Records from a data source:
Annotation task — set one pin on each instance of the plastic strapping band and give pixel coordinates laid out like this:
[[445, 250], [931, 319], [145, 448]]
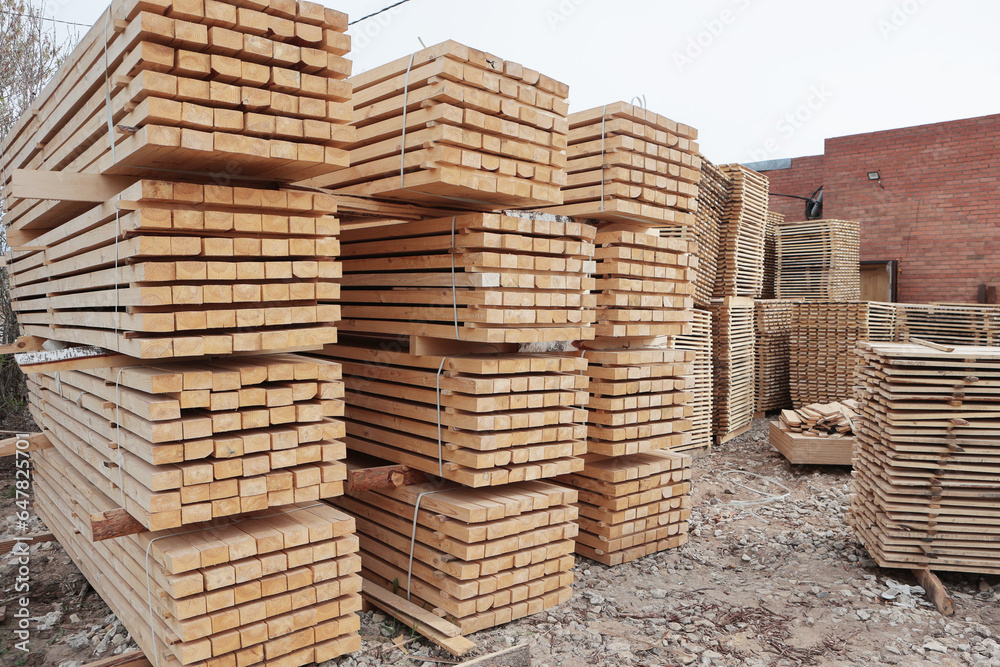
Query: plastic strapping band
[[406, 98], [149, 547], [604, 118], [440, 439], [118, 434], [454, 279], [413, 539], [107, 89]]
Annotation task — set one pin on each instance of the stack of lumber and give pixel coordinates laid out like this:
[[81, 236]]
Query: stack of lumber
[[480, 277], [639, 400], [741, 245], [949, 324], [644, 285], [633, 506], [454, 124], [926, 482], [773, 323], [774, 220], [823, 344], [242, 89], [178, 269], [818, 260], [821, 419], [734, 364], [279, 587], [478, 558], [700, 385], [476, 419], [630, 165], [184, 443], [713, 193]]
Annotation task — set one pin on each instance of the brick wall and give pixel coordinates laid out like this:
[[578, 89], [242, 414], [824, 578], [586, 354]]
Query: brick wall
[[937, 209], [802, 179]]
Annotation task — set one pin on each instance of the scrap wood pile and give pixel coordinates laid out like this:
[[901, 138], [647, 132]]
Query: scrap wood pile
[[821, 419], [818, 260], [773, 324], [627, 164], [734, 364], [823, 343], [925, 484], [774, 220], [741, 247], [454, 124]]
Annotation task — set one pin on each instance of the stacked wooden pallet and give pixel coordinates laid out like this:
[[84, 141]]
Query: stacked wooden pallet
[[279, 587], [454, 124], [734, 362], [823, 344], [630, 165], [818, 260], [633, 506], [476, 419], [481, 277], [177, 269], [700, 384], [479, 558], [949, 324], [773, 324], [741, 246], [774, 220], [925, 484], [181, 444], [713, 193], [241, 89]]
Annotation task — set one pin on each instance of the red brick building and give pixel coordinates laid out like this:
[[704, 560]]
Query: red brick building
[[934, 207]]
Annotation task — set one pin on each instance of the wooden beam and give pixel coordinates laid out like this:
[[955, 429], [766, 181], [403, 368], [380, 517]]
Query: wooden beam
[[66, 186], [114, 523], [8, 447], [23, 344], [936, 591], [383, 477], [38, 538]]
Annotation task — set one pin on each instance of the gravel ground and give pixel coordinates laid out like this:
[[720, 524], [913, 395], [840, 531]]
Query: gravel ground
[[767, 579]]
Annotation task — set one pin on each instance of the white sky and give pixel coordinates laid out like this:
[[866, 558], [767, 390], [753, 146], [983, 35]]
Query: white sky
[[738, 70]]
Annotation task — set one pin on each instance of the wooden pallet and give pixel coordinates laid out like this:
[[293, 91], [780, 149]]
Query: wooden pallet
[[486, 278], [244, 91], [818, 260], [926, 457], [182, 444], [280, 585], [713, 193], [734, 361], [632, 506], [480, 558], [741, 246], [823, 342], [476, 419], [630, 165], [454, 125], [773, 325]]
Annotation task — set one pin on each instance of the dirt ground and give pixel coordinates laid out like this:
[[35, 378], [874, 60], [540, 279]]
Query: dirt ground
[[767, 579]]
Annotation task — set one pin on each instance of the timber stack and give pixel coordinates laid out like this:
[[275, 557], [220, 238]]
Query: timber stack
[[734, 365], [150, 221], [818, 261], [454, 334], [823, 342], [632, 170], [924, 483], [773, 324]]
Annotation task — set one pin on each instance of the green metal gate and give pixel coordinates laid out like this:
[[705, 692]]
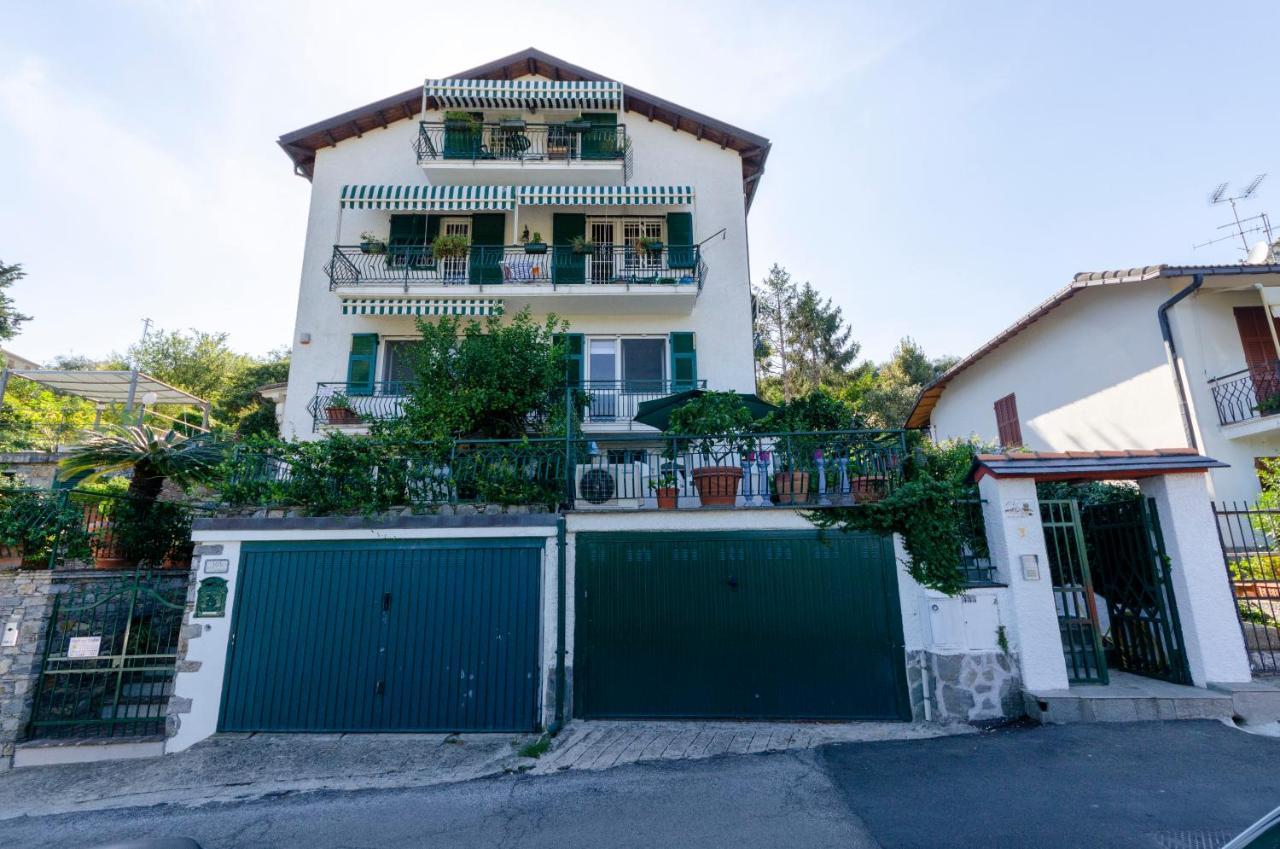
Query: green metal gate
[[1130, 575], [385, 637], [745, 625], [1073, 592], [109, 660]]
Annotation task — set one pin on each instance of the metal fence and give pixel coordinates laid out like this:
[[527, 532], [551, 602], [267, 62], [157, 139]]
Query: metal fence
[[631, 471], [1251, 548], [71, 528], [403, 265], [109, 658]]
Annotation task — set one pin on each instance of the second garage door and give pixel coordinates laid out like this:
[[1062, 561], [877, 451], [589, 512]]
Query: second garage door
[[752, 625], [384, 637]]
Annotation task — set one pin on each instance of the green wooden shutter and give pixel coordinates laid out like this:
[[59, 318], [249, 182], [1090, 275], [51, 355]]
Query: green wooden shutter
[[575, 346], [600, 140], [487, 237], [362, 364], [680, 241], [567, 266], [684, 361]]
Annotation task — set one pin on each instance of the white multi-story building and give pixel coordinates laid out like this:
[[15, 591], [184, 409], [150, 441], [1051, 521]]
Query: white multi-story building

_WRITTEN INSTRUCTION_:
Reproduce every one of the records above word for word, leaving out the pictures.

_ANSWER FOR THIS EXERCISE_:
Annotation task — set one pin on each instance of the plastic strapping band and give pixel coordinates laid out like this:
[[445, 250], [931, 319], [145, 448]]
Query: plastic strapping band
[[406, 98], [149, 547], [604, 118], [440, 439], [118, 434], [454, 279], [413, 539], [107, 89]]
Annotation task — set one pin on each instance of the stack of lumber and give pixel coordinates laid out like this:
[[81, 236]]
Query: stack of lumber
[[480, 277], [639, 400], [741, 245], [949, 324], [644, 285], [633, 506], [454, 124], [926, 482], [773, 323], [774, 220], [823, 344], [242, 89], [178, 269], [818, 260], [821, 419], [734, 364], [279, 587], [478, 558], [700, 385], [476, 419], [630, 165], [184, 443], [713, 193]]
Annotation task — set one pin on each instance of the brick wall and give pixel coordinates laid out like this:
[[578, 89], [242, 414], [824, 578], [586, 354]]
Query: brick wall
[[937, 209], [802, 179]]
Annotation task — set one pin on each instance of the scrap wood pile and give pixel coordinates laid out like this:
[[901, 138], [647, 132]]
Query: scrap wood pile
[[821, 419], [818, 260], [773, 324], [627, 164], [734, 364], [823, 343], [925, 484], [774, 220], [741, 247], [454, 124]]
Annotation task — set one pin on each instance of the stacked wooden pallet and give pixel coordinates laid out like this:
[[84, 141]]
Query: stacked wooden pallet
[[279, 587], [454, 124], [734, 362], [823, 344], [630, 165], [818, 260], [633, 506], [476, 419], [481, 277], [177, 269], [700, 384], [479, 558], [949, 324], [773, 324], [741, 246], [774, 220], [925, 484], [181, 444], [713, 193], [241, 89]]
Annotation task — set one pin on each instance of the red brick building and give pixel coordinates laid out like this:
[[704, 560]]
Query: red brick building
[[934, 207]]
Annotation task — set one pin on each instance of the wooden beam and give pixel coordinates laid out like this:
[[955, 429], [766, 181], [403, 368], [380, 517]]
Query: wooden beam
[[66, 186], [114, 523], [8, 447], [23, 344], [936, 591], [383, 477], [38, 538]]
Annotation task — set one pin on each instance of the gravel ground and give pixel coordinates laid out like this:
[[720, 524], [913, 395], [840, 531]]
Query: gravel ground
[[767, 579]]
Annotation task — set one pin on each instance of the white sky and give pixel coordinates laid out like this:
[[866, 558], [767, 390], [753, 146], [983, 35]]
Query: white sky
[[738, 70]]
Annotation task — set one pin on each instance of the wooden pallet and give pixel coordinates laid out like this:
[[293, 91], [780, 149]]
Query: wooden pallet
[[486, 278], [244, 91], [818, 260], [926, 457], [182, 444], [280, 585], [713, 193], [734, 361], [632, 506], [480, 558], [741, 246], [823, 342], [476, 419], [630, 165], [454, 125], [773, 325]]
Annotation task — set one pin on each instance of the dirt ground and give pixel coordinates laid out like this:
[[35, 378], [874, 60], [540, 279]]
Query: dirt ground
[[767, 579]]
Annotation task — set one pin on each instance of the timber stack and give pixel coordinates laid out like this:
[[275, 557], [220, 238]]
Query: timber stack
[[734, 365], [150, 221], [818, 261], [454, 334], [823, 342], [632, 170], [924, 483], [773, 324]]
Annotation task — set one pin on each instance of the green metal gate and give pixel coordinates laid out like this:
[[705, 692]]
Query: green metal gate
[[1130, 575], [385, 637], [745, 625], [1073, 592], [109, 660]]
Annotation task — set one pin on each instance of the metal fence and give pixel coordinates laid out like this:
[[527, 532], [551, 602], [267, 62], [157, 139]]
Query: metal fence
[[631, 471], [1251, 548], [71, 528], [403, 265], [109, 658]]
Annotation task — set one pin on each instance of the second garage door and give pixel coordinates laid out like this:
[[1062, 561], [877, 451], [589, 512]]
Query: second garage door
[[752, 625], [384, 637]]
Annotation task — set one pin on each instance of the green wooden shutter and give pixel coordinates laid out like this:
[[59, 318], [249, 182], [1090, 275], [51, 355]]
Query: green wooden shutter
[[575, 346], [600, 140], [487, 237], [362, 364], [680, 241], [567, 266], [684, 361]]
Annotation task — set one pin on each instance of the white multi-story building and give pixel coordinates laid out like this:
[[15, 591], [184, 409], [150, 441], [1051, 521]]
Query: white multi-story building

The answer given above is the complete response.